◆ PROVIDED PASSAGE ◆
Cartridges and vaporizer pens have risen in popularity over the past couple of years due to their convenience, flavor, and discretion. In order to produce cannabis oil, distillate is required and must be extracted from the flower. If you only have flower and do not have distillate, I would recommend using the ethanol extraction method. If you have distillate feel free to skip the following ethanol extraction instructions.

 

Ethanol Extraction

Of the methods which produce distillate, the ethanol method is the safest and cleanest. Butane is a dangerous chemical to both work with and consume. There are many cases of (and YouTube videos of) cannabis laboratories catching fire or exploding. Ethanol is the slowest and most time-consuming method, but it is the safest and cleanest. Ethanol extraction requires a freezing ethanol to at least 20 degrees below zero, equipment without this capability, this method will not work for you.

 

Ethanol Extraction Method

Ethanol, C2H5OH, is a colorless but volatile flammable liquid that is an intoxicating agent in many liquors and is also used as a solvent and in fuel. Also referred to as ethyl alcohol or grain alcohol (moonshine), ethanol can be fermented from many different sources including corn, wheat, grain, soghum, barley, sugar cane, and potatoes. The Food and Drug Administration (FDA) classifies ethanol as a Class 3 solvent with low risk for acute or chronic toxicity in pharmaceutical manufacturing processes where the residual is less than 5,000 ppm or 0.5 percent.

 

Ethanol extraction is a single-stream process that can be conducted under warm or cold conditions. One example of a warm ethanol extraction processes is the Soxhlet technique. There are many other techniques available, some of which may be easier, however I find the Soxhlet technique to be the simplest. This technique essentially boils ethanol in a flask or pot, then condenses the alcohol on a cooled-coil, which then drips through the packed flower material, stripping the cannabinoids and terpenes during the process. The advantage to this approach is that the extraction is time efficient and of relatively low solvent-to-feed ratio. However, the warm-ethanol technique is generally a small-batch approach that extracts chlorophyll/waxes and thus decarboxylates the cannabinoids due to the heat involved. (Decarboxylation is the conversion of THCA, for example, to THC through heating and agitation that yields carbon dioxide during the process.)

◆ DATA LISTING ◆

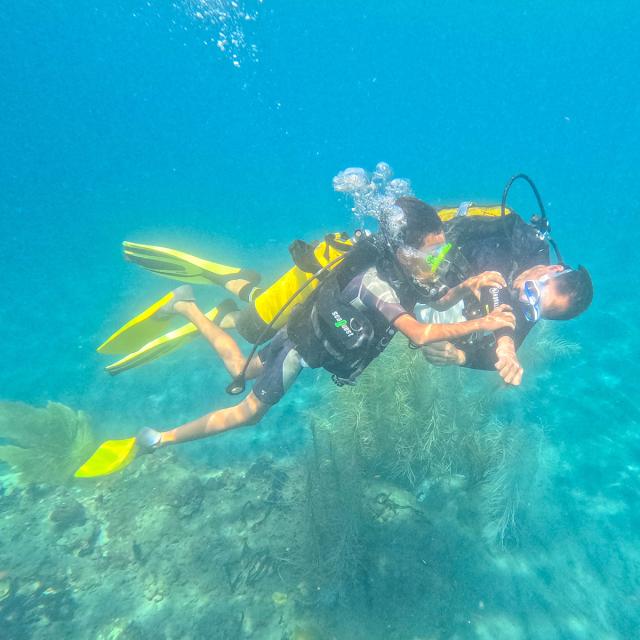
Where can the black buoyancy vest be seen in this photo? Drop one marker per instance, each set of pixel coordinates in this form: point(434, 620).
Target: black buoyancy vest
point(508, 245)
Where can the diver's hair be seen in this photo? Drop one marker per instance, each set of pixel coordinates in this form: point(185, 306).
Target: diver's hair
point(421, 219)
point(576, 285)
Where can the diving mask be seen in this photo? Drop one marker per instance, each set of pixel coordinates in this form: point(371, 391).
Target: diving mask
point(531, 296)
point(425, 267)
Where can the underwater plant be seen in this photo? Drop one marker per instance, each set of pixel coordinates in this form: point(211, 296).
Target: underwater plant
point(44, 445)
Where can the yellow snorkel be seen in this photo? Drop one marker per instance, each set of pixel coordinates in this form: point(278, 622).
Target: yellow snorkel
point(110, 457)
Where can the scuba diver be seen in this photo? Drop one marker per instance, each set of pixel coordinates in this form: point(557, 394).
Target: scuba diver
point(480, 238)
point(362, 298)
point(497, 239)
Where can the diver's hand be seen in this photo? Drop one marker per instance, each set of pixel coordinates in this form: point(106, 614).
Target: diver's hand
point(485, 279)
point(443, 354)
point(148, 440)
point(508, 365)
point(500, 318)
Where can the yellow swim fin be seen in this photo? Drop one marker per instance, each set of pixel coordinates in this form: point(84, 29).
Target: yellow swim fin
point(178, 265)
point(168, 342)
point(145, 326)
point(110, 457)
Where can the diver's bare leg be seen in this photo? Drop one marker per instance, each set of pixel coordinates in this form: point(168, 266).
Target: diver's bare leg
point(222, 343)
point(249, 411)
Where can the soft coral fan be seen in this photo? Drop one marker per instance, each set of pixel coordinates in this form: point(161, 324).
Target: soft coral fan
point(44, 444)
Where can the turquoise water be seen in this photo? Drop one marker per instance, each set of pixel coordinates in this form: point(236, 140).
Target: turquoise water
point(127, 121)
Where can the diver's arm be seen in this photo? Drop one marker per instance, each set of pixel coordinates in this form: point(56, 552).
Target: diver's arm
point(421, 334)
point(452, 297)
point(472, 286)
point(507, 362)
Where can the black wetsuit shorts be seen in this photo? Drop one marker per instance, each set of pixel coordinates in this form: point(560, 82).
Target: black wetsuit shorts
point(281, 366)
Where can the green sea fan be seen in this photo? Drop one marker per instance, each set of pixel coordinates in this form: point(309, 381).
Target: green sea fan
point(44, 445)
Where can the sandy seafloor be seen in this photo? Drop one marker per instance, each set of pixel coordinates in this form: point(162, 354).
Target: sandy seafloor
point(422, 505)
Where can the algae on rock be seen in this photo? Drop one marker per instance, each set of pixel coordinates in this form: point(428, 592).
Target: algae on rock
point(44, 445)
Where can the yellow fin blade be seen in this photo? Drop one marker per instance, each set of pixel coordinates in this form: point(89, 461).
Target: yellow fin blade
point(141, 329)
point(110, 457)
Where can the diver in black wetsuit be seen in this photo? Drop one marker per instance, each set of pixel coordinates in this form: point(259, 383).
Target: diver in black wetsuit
point(345, 325)
point(535, 289)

◆ WORK REQUIRED ◆
What reasons does the passage on making cannabis oil give for the growing popularity of cartridges and vaporizer pens? List all of them.

◆ SOLUTION FOR THIS EXERCISE ◆
- Convenience
- Flavor
- Discretion